» What to produce
Copy out only the data from the line that has "Task: set a pin on each instance of the distant" through the end, swapping every "pin" for "marker" and keeping everything else the same.

» Records for this task
○ ○ ○ ○ ○ ○ ○
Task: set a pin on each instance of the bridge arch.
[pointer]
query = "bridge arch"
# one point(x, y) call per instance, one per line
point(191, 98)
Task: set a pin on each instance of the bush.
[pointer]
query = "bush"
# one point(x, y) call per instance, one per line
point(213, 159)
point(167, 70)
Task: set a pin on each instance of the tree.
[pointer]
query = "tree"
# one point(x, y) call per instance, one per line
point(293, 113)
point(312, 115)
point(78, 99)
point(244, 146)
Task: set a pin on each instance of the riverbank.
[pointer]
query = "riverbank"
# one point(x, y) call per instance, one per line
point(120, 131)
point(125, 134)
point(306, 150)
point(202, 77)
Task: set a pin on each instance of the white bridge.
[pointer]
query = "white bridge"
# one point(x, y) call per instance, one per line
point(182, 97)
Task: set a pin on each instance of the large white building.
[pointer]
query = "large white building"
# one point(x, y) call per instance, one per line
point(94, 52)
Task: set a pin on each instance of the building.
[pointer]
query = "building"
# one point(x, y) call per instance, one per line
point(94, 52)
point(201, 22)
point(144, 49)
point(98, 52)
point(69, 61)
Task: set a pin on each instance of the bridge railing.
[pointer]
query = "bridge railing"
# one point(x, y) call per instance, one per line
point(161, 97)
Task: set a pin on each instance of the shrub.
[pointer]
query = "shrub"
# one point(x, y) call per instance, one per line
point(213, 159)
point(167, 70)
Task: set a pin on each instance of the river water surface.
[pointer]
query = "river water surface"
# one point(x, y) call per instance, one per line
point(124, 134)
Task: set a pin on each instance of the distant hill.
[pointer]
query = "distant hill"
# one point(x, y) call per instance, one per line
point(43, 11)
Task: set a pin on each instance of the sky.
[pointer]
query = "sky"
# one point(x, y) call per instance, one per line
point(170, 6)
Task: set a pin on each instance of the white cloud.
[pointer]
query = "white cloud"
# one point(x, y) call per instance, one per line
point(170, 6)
○ ○ ○ ○ ○ ○ ○
» Completed task
Task: set a marker on each instance of the distant hill.
[pointer]
query = "distant hill"
# one point(x, y) call per instance, one per line
point(43, 11)
Task: set a marker on each instance of the sky.
[pointer]
query = "sky"
# one point(x, y) call per instance, one per line
point(170, 6)
Task: set a marker on each instance of the white cloud.
[pointer]
query = "white cloud"
# one point(x, y) call per instance, one per line
point(170, 6)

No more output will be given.